Il est en effet aisé de confondre par exemple un kinésithérapeute avec un kinésiologue (qui travaille sur la gestion du stress, la confiance en soi), surtout quand les deux professionnels ont une plaque à l’entrée d’un même cabinet. La Miviludes a par exemple découvert, en banlieue parisienne, une maison de santé où exerçaient un chirurgien spécialisé dans les anneaux gastriques et une thérapeute, ancienne coiffeuse, qui se disait spécialisée dans l’accompagnement psychologique…
« Les porteurs de projet pensent rentabilité, mais se renseigner auprès de l’agence régionale de santé ou d’associations comme la Miviludes » peut éviter les mauvaises surprises, préconise la mission interministérielle.
Les mouvements sectaires recherchent la caution municipale. Dans les maisons de santé mais aussi en apparaissant par exemple dans la revue de la commune, sur la liste des associations recensées au niveau communal, etc. Une manière pour eux de paraître plus respectables ou légitimes auprès de leur cible.
Dans les Vosges, un maire a fait un signalement fin 2020 après avoir reçu une lettre de la part d’un membre d’un mouvement sectaire mondialement connu. «Je me suis rendu compte qu’une centaine d’autres maires avait reçu la même. Mais il suffit d’un seul qui accepte le rendez-vous pour que le groupe puisse se réclamer de la rencontre avec l’élu », en frissonne encore l’édile.
Autre piège : la location de salle. Il n’est pas simple de savoir à qui une mairie a affaire. Il est arrivé que la Miviludes alerte par exemple directement un maire qui louait un local à un couple sans savoir que celui-ci pratiquait finalement des séances payantes prétendant guérir des enfants autistes. Sans refuser ouvertement de louer, il est toujours possible d’invoquer un planning de location plein ou d’autres arguments détournés.

## CONSIGNE 1
D'après le texte source, combien d'autres maires avaient reçu la même lettre que le maire des Vosges ?
Le texte source et les lignes qui suivent n'ont aucun rapport entre eux.

## LIGNES FOURNIES

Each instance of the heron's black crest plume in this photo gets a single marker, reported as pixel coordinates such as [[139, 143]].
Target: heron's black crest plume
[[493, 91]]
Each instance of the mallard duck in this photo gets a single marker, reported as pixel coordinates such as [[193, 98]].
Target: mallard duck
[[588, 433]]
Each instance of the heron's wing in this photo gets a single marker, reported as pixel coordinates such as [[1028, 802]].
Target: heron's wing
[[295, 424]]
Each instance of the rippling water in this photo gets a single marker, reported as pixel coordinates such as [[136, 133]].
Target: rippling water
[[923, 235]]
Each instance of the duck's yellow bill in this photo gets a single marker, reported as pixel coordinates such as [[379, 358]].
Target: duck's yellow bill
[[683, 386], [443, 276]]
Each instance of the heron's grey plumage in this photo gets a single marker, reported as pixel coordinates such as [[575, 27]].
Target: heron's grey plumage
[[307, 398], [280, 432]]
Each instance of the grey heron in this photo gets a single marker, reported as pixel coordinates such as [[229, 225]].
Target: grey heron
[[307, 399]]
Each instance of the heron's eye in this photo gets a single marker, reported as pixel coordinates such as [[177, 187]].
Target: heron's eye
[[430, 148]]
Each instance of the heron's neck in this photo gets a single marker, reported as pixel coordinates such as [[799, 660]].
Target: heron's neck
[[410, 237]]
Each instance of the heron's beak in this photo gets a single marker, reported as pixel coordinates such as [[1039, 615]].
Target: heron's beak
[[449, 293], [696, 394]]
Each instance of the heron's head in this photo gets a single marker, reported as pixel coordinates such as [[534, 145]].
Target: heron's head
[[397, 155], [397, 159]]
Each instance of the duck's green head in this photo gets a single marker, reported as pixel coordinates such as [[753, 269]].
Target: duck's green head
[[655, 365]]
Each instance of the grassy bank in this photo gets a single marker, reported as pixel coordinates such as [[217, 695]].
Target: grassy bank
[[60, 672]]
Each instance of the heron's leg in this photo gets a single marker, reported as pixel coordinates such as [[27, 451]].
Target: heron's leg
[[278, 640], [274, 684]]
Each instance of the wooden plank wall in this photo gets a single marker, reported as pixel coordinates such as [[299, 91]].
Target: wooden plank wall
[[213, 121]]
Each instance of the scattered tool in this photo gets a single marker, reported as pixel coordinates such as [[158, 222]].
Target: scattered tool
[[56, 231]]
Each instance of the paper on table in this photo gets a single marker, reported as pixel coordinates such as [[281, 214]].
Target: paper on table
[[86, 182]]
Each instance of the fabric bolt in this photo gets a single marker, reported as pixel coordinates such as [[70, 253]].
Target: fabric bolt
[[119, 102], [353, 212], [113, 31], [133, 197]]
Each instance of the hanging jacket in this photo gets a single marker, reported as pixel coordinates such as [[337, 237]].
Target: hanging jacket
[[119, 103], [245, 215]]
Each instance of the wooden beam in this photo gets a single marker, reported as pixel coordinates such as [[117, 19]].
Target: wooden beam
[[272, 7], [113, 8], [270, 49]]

## CONSIGNE 2
Convertissez en CSV à deux colonnes, « texte » et « reponse », les lignes fournies situées entre celle qui contient « Each instance of the rippling » et celle qui contient « [[213, 121]] », bornes incluses. Chaque texte et sa réponse occupent chacun un champ entre guillemets, et les sauts de ligne y sont remplacés par des espaces.

## RÉPONSE ATTENDUE 1
Une centaine.

## RÉPONSE ATTENDUE 2
texte,reponse
"Each instance of the rippling water in this photo gets a single marker, reported as pixel coordinates such as [[136, 133]]. Target: rippling water","[[923, 235]]"
"Each instance of the duck's yellow bill in this photo gets a single marker, reported as pixel coordinates such as [[379, 358]]. Target: duck's yellow bill","[[683, 386], [443, 276]]"
"Each instance of the heron's grey plumage in this photo gets a single marker, reported as pixel coordinates such as [[575, 27]]. Target: heron's grey plumage","[[307, 398], [280, 432]]"
"Each instance of the grey heron in this photo gets a single marker, reported as pixel coordinates such as [[229, 225]]. Target: grey heron","[[307, 399]]"
"Each instance of the heron's eye in this photo gets a single marker, reported as pixel coordinates such as [[177, 187]]. Target: heron's eye","[[430, 148]]"
"Each instance of the heron's neck in this photo gets a single marker, reported as pixel coordinates such as [[799, 660]]. Target: heron's neck","[[410, 237]]"
"Each instance of the heron's beak in this photo gets a single marker, reported as pixel coordinates such as [[1039, 615]]. Target: heron's beak","[[449, 293], [696, 394]]"
"Each instance of the heron's head in this photo gets a single marker, reported as pixel coordinates such as [[534, 145]]. Target: heron's head","[[397, 155], [397, 159]]"
"Each instance of the duck's green head in this photo gets a single marker, reported as pixel coordinates such as [[753, 269]]. Target: duck's green head","[[655, 365]]"
"Each instance of the grassy bank in this photo gets a single marker, reported as pixel coordinates such as [[217, 695]]. Target: grassy bank","[[60, 672]]"
"Each instance of the heron's leg in this photo gets a single marker, reported as pixel coordinates such as [[27, 451]]. Target: heron's leg","[[278, 640], [274, 684]]"
"Each instance of the wooden plank wall in this photo gets a single marker, reported as pixel coordinates such as [[299, 91]]. Target: wooden plank wall","[[213, 121]]"